Text:
# Drill Press Planer



## woodworm

MHO is this drill press planer is for light duty. I am talking about the "drill press" not the planer, in this contex.
The drill press's bearings are designed for axial force (load). Putting extra "side force" (load) ie when we push the work-piece to feed (wether using DP drum/spindle sanding or DP planer) may cause quill wear out.

I think if we maintain slow and light force feeding, the possible quill damage is minimal.

What others think?


----------



## Dominic

This seems like a tool that would be a bit dangerious. I can see me feeding the material too fast and a lot of kick pack. And I can't see it giving you a good finish. But $600.00 verse $30.00 It may be worth a try. 
Thanks for the review.


----------



## wooddon

I hace had one for 15 years. Works good for it was planned for. Not A PLANNER BUT FOR SMALL jobs.


----------



## brianinpa

Very good review. I have been looking at planners for a while now and still don't want to spend the money for one. I recent bought a 4" joiner at an auction for $10.00. It works for surfacing small projects, but I can see where this drillpress planner could be useful.

Supplied data:
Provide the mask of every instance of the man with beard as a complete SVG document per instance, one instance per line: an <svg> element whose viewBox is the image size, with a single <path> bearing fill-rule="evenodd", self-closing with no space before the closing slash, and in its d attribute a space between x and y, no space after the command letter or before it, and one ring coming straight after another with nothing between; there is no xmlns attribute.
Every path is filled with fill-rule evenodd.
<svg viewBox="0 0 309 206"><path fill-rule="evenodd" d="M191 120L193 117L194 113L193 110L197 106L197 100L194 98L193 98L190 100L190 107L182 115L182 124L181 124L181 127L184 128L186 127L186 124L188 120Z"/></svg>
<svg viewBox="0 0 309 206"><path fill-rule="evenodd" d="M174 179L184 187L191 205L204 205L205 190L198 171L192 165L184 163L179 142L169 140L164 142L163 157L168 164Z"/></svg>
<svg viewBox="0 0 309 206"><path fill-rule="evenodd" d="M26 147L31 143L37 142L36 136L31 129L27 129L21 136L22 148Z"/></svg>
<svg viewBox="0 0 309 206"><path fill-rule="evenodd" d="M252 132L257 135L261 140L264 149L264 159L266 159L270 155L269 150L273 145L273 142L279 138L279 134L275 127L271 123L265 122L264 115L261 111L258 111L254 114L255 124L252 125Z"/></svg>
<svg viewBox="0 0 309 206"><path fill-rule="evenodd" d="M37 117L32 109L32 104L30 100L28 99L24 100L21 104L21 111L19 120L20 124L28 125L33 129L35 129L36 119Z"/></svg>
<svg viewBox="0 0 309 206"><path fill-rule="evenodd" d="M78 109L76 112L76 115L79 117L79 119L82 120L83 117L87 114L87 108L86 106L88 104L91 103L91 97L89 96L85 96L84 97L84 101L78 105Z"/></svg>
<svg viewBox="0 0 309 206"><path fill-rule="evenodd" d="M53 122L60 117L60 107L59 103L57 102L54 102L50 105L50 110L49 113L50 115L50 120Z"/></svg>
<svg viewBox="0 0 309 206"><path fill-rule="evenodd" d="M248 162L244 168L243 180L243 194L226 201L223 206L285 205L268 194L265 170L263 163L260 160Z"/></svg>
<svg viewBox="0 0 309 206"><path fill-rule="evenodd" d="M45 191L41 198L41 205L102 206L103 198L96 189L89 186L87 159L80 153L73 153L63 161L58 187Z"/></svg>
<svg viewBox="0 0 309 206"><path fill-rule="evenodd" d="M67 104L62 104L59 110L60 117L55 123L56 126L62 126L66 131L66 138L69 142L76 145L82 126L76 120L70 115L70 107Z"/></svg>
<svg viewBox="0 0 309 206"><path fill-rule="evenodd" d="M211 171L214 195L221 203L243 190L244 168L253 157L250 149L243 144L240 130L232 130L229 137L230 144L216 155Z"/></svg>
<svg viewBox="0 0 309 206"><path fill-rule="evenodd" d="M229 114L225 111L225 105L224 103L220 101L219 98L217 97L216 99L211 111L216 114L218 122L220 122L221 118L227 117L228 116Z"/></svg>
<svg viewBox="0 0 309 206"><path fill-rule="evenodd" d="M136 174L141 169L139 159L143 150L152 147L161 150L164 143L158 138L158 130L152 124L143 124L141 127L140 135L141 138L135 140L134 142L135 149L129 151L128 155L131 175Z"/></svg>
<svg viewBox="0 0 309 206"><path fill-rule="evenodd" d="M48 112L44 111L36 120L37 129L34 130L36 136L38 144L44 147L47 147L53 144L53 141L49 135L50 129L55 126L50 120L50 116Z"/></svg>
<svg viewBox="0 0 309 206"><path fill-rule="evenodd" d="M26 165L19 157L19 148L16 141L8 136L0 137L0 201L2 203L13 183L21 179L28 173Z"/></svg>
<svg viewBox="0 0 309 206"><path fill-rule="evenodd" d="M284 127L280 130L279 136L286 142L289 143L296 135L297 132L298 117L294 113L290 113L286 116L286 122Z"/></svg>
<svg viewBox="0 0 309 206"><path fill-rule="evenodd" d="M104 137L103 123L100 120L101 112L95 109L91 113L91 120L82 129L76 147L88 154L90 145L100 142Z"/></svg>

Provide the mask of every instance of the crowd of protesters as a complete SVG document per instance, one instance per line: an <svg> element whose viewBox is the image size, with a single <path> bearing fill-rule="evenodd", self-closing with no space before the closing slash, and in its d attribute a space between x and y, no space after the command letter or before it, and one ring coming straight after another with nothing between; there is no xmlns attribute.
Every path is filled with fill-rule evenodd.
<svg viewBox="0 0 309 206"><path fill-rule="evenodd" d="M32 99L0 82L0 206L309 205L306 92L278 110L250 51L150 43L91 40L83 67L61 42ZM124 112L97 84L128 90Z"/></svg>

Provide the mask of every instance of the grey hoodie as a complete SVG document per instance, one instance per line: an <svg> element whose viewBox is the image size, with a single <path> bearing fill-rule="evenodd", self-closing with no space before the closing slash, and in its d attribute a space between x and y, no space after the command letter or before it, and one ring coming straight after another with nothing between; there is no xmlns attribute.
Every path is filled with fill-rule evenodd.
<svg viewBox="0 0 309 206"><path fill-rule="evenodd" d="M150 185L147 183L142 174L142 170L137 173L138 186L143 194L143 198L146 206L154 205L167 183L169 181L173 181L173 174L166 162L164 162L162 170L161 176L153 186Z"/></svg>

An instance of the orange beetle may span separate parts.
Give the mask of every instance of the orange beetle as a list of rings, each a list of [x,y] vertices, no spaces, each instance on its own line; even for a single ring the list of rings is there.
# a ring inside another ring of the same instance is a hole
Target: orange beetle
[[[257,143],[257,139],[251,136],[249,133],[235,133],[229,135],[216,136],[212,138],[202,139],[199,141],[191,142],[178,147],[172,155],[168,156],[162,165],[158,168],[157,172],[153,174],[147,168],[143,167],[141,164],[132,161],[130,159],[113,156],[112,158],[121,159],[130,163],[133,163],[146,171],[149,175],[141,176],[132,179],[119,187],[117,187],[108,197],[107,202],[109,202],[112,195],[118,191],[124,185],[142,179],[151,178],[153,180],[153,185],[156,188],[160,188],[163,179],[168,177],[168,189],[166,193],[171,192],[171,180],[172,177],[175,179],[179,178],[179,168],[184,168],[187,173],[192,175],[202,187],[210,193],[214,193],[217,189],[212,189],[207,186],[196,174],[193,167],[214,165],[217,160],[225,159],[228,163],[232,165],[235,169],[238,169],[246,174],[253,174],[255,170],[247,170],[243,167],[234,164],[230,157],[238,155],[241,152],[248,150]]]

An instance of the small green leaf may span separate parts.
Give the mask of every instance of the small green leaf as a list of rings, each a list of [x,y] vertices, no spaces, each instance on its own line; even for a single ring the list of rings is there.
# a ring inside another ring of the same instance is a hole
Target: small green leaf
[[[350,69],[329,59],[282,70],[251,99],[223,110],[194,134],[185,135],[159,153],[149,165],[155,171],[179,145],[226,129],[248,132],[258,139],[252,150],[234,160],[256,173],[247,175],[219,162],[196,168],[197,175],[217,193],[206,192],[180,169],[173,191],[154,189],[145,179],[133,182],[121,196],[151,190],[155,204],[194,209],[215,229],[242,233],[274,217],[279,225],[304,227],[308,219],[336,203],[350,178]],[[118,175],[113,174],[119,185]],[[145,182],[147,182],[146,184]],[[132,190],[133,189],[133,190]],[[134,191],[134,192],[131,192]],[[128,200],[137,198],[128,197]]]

Direction: Reproduce word for word everything in the drill press planer thread above, from "This seems like" down to "for the review.".

Reply to the task:
This seems like a tool that would be a bit dangerious. I can see me feeding the material too fast and a lot of kick pack. And I can't see it giving you a good finish. But $600.00 verse $30.00 It may be worth a try. 
Thanks for the review.